▶ **TASK INPUTS**
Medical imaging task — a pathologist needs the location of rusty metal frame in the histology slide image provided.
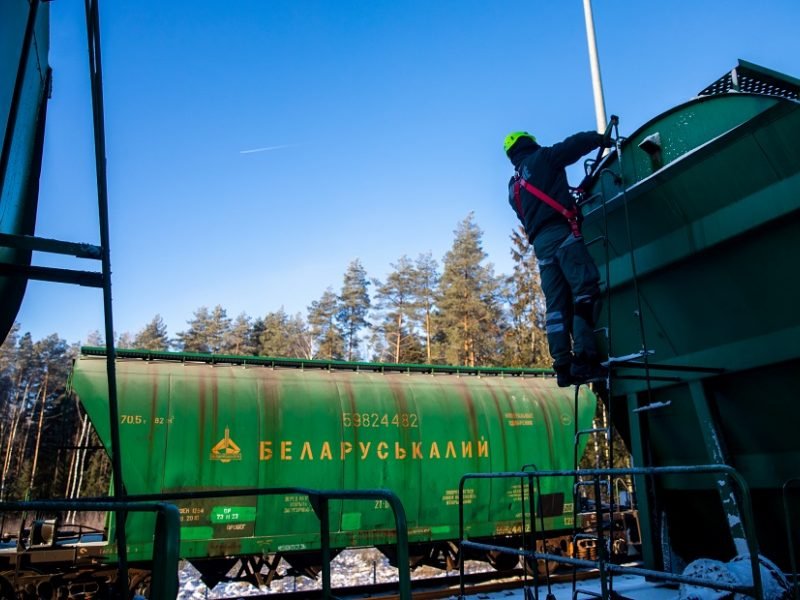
[104,487,411,600]
[0,499,181,600]
[458,465,764,600]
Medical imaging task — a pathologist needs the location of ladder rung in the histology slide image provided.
[584,235,606,246]
[600,350,655,367]
[0,233,102,260]
[633,400,672,412]
[0,263,103,287]
[614,360,725,373]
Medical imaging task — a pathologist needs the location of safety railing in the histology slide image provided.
[0,500,181,600]
[782,477,800,600]
[119,487,411,600]
[458,465,764,600]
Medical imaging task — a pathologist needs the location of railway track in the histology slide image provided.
[212,569,598,600]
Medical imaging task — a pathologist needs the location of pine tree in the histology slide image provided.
[220,313,255,355]
[438,213,503,366]
[308,288,344,359]
[414,252,440,364]
[259,307,295,358]
[114,331,136,348]
[374,256,424,363]
[504,226,549,367]
[247,317,265,356]
[133,315,170,350]
[177,304,231,353]
[336,259,370,360]
[177,306,211,352]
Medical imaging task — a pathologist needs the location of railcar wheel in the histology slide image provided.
[486,550,519,571]
[128,573,153,600]
[0,575,17,600]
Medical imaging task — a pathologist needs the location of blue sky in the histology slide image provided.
[18,0,800,342]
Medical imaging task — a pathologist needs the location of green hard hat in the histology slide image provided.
[503,131,536,154]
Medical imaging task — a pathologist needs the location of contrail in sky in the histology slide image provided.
[239,144,305,154]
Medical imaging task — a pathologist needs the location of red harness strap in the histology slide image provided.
[514,175,581,238]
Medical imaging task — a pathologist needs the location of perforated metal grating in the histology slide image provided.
[698,61,800,100]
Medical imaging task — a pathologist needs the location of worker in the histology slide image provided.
[503,131,612,387]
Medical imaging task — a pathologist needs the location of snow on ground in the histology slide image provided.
[178,548,492,600]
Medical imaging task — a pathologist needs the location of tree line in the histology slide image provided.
[0,214,548,500]
[98,214,549,367]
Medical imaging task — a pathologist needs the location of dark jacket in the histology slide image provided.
[508,131,603,242]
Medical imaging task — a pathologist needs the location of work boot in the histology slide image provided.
[553,363,576,387]
[570,355,608,384]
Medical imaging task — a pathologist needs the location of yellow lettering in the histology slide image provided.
[478,440,489,458]
[258,442,272,460]
[430,442,442,458]
[378,442,389,460]
[281,441,292,460]
[358,442,372,460]
[341,442,353,460]
[461,442,472,458]
[319,442,333,460]
[300,442,314,460]
[411,442,422,459]
[394,442,408,460]
[444,441,458,458]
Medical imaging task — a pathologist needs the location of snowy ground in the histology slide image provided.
[178,548,492,600]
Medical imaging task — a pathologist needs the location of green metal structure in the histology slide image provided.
[0,0,50,341]
[71,348,596,576]
[584,61,800,569]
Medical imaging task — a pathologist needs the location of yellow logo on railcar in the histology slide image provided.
[210,427,242,463]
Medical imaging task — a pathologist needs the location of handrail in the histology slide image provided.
[458,465,764,600]
[88,487,411,600]
[0,499,181,600]
[782,477,800,600]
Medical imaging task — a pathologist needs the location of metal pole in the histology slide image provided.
[85,0,128,598]
[0,0,39,191]
[583,0,606,133]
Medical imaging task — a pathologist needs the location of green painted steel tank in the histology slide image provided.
[584,61,800,568]
[0,0,49,342]
[71,349,596,560]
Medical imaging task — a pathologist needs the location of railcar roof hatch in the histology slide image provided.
[698,59,800,100]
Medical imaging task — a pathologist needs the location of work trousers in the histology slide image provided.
[533,224,600,367]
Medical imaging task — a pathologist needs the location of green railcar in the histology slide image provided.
[584,61,800,568]
[0,0,50,342]
[67,349,596,572]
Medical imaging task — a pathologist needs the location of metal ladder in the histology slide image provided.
[0,0,128,594]
[573,116,745,598]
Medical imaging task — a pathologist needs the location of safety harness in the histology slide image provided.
[514,173,582,238]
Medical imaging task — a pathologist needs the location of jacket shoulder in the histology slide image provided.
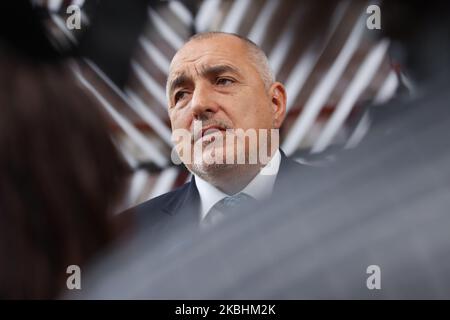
[129,182,190,215]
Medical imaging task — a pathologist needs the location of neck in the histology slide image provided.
[196,149,278,195]
[207,165,261,195]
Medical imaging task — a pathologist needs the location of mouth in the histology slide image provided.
[201,125,226,138]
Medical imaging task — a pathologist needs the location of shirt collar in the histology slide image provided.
[195,150,281,219]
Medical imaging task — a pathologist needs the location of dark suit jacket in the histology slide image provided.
[131,151,306,246]
[74,80,450,299]
[117,84,450,299]
[68,152,310,299]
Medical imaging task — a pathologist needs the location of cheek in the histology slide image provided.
[169,110,190,130]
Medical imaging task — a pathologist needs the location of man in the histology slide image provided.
[135,32,299,230]
[74,0,450,299]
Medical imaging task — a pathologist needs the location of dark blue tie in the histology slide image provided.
[202,192,255,226]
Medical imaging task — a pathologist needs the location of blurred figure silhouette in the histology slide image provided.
[0,2,129,299]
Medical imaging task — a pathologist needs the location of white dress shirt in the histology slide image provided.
[195,150,281,220]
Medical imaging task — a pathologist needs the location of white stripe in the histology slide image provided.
[286,1,350,112]
[282,14,366,155]
[345,112,370,149]
[85,59,172,146]
[169,1,193,27]
[50,14,78,44]
[47,0,63,12]
[74,64,168,167]
[221,0,251,33]
[269,7,304,77]
[195,0,220,32]
[125,169,150,209]
[148,8,184,50]
[248,0,280,45]
[311,40,389,153]
[126,90,173,146]
[131,61,167,110]
[374,71,398,104]
[139,37,170,75]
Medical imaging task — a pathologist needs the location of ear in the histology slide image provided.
[269,82,287,129]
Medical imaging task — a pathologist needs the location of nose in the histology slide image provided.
[191,84,219,120]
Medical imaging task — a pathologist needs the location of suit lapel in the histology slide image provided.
[163,177,200,218]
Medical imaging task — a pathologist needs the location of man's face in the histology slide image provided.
[168,35,284,172]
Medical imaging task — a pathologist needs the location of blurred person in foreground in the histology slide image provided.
[0,2,128,299]
[77,0,450,299]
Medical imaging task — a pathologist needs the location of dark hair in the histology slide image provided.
[0,56,129,299]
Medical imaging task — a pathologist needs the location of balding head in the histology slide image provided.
[166,31,275,94]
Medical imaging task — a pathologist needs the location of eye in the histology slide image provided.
[174,91,187,103]
[216,78,234,86]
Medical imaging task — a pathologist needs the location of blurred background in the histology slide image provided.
[22,0,402,206]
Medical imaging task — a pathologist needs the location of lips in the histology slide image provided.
[201,125,225,137]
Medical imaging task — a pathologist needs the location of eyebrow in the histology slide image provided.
[168,64,240,95]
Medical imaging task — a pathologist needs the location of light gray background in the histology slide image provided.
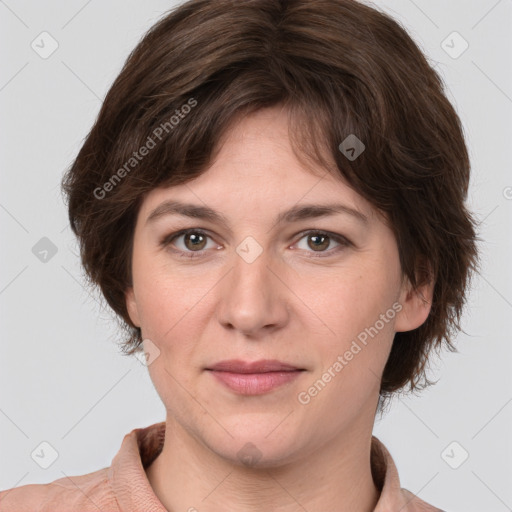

▶ **JOB**
Rewrite the data from the line with "Medical imaging task — a pathologist needs the location of pine" up to and including the line with "[508,131,603,242]", shifting every bounding-box coordinate by -126 and copying all other lines in that span unchanged. Give only those lines.

▶ **SOLUTION TO THIS EXERCISE**
Medical imaging task — a pathologist needs the location of pine tree in the histology slide image provided.
[94,187,129,229]
[312,87,377,240]
[182,162,218,233]
[288,126,314,238]
[133,181,169,232]
[-12,205,10,222]
[248,130,298,237]
[378,100,423,241]
[121,191,139,230]
[7,189,44,224]
[51,178,105,227]
[210,133,244,234]
[51,180,85,226]
Medical imaging task — a pathologist needs the location of railcar wheel in the histology slide image provided.
[360,424,393,445]
[2,447,27,474]
[-126,449,-109,474]
Medical imaging task — a pathologist needs the location of blue sky in the histology slide image provided.
[-108,-126,674,216]
Medical imaging task — a pathologist needs the location of green hard hat in the histology slide image provided.
[377,5,410,28]
Medical imaging task — a pathologist needs the location of contrail in sky in the histology slide image provided.
[113,18,179,28]
Medical imaging task — a pathologist needs the location of red harness strap in the histology slide image provided.
[388,49,455,112]
Medical imaging task — a pathologist needs the location of perforated metal grating in the histology slide image provided.
[572,-65,674,-26]
Medical imaging task — a pathologist needs the location of worker in the histology slide image provided.
[377,5,486,261]
Medical imaging task — a pathologist needs the location of snow on ground in the histology slide image provided.
[52,422,366,474]
Medical imaging task — a pathologist needs the location of tree line in the histology slide image provided.
[-126,88,422,374]
[-28,88,423,241]
Medical imaging task — a pathologist needs the location of dark jacket in the histology slide image provided.
[382,5,477,116]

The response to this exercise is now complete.